• **EXTRACT**
────────────────

Duneane Parish Church is a rare and well-preserved early 18th-century rural vernacular Church of Ireland building, constructed in 1729. It stands as one of only a few surviving examples of this type from the period, as noted by architectural historian Sam Hutchinson in Towers Spires and Pinnacles (2003). The church occupies a site with exceptionally deep historical roots, on the east side of Duneane Road in the townland of Lisamacloskey, and retains its original graveyard and avenue setting largely intact.

The building is a double-height, single-cell rectangular structure, oriented to face west. The roof is pitched and covered in natural slate with blue-black clay roll-top ridge tiles and masonry verge coping. Walls are roughcast throughout. Half-round cast-iron gutters serve as rainwater goods.

The west gable is centrally abutted by a gabled porch and surmounted by a segmental arch-headed bellcote with a round-headed aperture housing a bell, which dates from around 1827 at a recorded cost of £7. The exposed section of the west gable is blank, with a wall-mounted painted stone plaque to the left end — a fragment originally located within the floor pavement of the earlier structure on the site. The porch has a central lancet window, and its left cheek contains a pointed-arch-headed painted timber diagonally boarded double-leaf door set within a painted smooth-rendered chamfered architrave.

The north elevation is two windows wide, with a single-bay vestry abutting the right end and carrying a catslide roof. The exposed section of the north elevation has one timber Y-tracery window to the left and one geometric-tracery window to the right. The vestry elevation is blank; its left cheek has a lancet window and its right cheek has a pointed-arch-headed sheeted painted timber door.

The east gable has a central double-height geometric-tracery window. The south elevation carries a sundial to the left end, with a Y-tracery window to the left and a geometric-tracery window to the right.

────────────────

• **EXERCISE TASKS**
(1) Answer these questions using the description of Duneane Parish Church:
(a) In what year was the church constructed?
(b) What material covers the pitched roof?
(c) What was the recorded cost of the bell in the bellcote?
(2) Tally the lines of the rows that contain the string "coat", and give only the number.
The church description and the rows that follow it come from unrelated sources.

• **Recorded data**
────────────────

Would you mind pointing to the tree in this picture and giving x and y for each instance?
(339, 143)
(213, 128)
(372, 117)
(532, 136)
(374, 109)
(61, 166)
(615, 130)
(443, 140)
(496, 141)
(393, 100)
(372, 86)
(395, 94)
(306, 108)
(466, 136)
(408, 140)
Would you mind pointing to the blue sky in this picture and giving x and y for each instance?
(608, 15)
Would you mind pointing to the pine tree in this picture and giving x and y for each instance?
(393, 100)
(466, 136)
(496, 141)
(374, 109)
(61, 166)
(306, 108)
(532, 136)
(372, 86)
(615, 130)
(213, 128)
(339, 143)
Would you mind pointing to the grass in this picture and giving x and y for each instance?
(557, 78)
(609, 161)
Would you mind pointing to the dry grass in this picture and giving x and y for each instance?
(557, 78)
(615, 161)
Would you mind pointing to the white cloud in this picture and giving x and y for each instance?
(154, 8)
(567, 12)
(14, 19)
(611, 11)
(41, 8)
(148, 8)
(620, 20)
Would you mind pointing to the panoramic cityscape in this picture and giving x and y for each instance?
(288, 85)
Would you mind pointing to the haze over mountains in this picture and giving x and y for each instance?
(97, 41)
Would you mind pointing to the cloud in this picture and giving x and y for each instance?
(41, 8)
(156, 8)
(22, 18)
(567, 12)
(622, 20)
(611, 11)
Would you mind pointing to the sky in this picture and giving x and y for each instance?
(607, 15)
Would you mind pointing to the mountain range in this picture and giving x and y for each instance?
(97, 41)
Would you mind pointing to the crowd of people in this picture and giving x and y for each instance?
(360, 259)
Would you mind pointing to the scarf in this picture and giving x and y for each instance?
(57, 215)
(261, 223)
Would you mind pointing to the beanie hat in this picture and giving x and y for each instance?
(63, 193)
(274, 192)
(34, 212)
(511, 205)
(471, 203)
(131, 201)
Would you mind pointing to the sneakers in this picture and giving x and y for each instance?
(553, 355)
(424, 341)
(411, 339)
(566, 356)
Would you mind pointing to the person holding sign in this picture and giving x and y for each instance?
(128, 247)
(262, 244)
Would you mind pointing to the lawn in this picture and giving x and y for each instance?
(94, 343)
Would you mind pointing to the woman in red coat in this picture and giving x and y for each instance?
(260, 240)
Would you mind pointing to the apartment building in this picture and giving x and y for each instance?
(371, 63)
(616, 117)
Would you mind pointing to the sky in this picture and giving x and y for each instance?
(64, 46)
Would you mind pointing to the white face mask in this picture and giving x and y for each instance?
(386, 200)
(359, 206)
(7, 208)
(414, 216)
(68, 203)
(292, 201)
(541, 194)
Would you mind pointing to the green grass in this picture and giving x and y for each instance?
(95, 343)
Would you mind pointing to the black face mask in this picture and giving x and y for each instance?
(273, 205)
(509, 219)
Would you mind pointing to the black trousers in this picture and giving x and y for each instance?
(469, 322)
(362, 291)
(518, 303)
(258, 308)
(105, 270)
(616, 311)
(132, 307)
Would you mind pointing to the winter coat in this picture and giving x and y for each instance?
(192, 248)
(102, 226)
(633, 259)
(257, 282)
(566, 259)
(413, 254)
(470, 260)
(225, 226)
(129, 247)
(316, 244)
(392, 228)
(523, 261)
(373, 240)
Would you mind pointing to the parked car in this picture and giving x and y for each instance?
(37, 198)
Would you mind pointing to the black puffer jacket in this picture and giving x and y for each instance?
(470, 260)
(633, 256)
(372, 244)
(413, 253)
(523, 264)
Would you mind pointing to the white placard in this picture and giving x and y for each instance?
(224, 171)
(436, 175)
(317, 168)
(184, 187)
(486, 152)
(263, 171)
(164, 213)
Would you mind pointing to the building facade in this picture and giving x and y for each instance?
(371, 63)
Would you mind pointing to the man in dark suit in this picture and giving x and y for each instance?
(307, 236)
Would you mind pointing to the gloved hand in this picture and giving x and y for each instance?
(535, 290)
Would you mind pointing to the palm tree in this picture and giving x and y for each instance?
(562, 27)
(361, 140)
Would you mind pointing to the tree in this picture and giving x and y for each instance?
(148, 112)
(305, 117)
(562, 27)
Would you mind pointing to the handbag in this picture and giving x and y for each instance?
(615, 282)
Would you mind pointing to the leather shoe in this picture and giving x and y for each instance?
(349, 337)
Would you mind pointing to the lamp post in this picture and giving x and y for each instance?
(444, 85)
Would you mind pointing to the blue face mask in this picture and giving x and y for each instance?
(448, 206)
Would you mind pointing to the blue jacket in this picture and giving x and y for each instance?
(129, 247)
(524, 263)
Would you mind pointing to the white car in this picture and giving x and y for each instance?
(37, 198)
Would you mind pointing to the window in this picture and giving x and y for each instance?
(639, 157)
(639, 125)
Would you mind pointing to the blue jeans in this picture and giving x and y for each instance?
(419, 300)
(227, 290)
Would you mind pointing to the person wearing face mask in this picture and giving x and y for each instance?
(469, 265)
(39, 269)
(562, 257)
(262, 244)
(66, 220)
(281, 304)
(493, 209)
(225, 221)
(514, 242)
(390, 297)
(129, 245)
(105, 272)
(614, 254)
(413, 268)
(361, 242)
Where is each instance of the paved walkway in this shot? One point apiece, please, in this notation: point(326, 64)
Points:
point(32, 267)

────────────────

• **OUTPUTS FOR THE TASKS**
(1)
(a) 1729
(b) Natural slate
(c) £7

(2) 2